Task> Images are to be dropped; everything else in the entries below must be copied exactly.
::::::
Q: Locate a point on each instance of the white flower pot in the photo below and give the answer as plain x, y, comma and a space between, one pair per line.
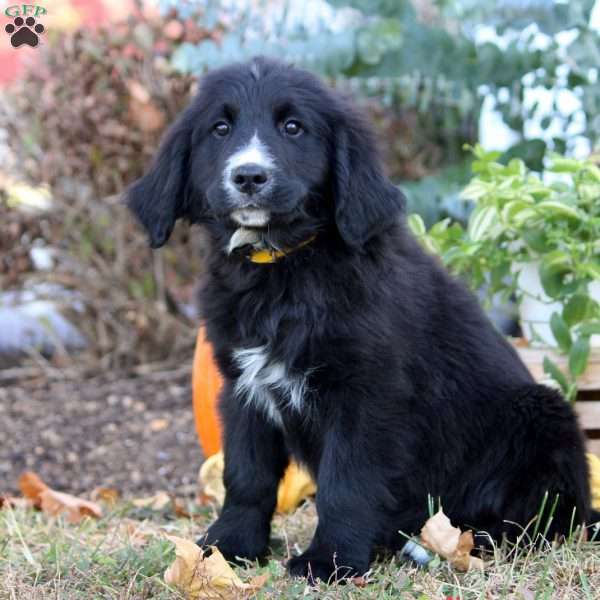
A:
535, 308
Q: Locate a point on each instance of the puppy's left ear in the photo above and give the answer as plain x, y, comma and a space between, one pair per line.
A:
366, 202
158, 198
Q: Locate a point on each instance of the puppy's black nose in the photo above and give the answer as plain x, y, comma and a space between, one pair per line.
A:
249, 178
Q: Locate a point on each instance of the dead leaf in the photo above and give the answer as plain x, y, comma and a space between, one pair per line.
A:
198, 576
146, 115
12, 502
159, 501
441, 537
180, 509
53, 503
108, 495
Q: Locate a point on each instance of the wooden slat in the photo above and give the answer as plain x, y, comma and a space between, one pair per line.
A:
593, 446
534, 358
589, 414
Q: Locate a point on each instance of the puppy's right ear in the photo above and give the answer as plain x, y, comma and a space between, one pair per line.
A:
158, 199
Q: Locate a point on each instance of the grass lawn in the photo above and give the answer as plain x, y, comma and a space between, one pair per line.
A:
124, 555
::::::
Result for this task>
Q: Locate a point on each instance of the white flower pot in the photo below and give the answer as plain x, y, comma and a space between, one pair per line.
A:
535, 308
Q: Locate a point on each instance of the puppy's left ear in the photo above and give the answer as plain x, y, comma and a space between, one pair per line.
A:
366, 202
158, 198
Q: Locate a point on each instance of the puppy's black nose in the photo above and give the answer as plain x, y, comma and a space between, one pair per line.
A:
249, 178
Q: Locate a point on each instance of the dead leaf in the photo above and give the answer as plain x, y, comma and a space between, one pair per line.
A:
198, 576
146, 115
12, 502
159, 501
441, 537
180, 509
53, 503
108, 495
Q: Locate a point on each instance of the wooden slat in the photo above and give the answer as plain x, y, comma and a space between, one pair per line.
A:
593, 446
534, 358
589, 414
Q: Locate a point on each instance of the puppy's right ear in the photo above and give the answer as plain x, y, comma and a space between, one pair per line.
A:
158, 199
Q: Locate a point on each instance of the grass lawn in the photo above and give the answer as plain x, y, comma and a space between, one pair per line.
A:
124, 555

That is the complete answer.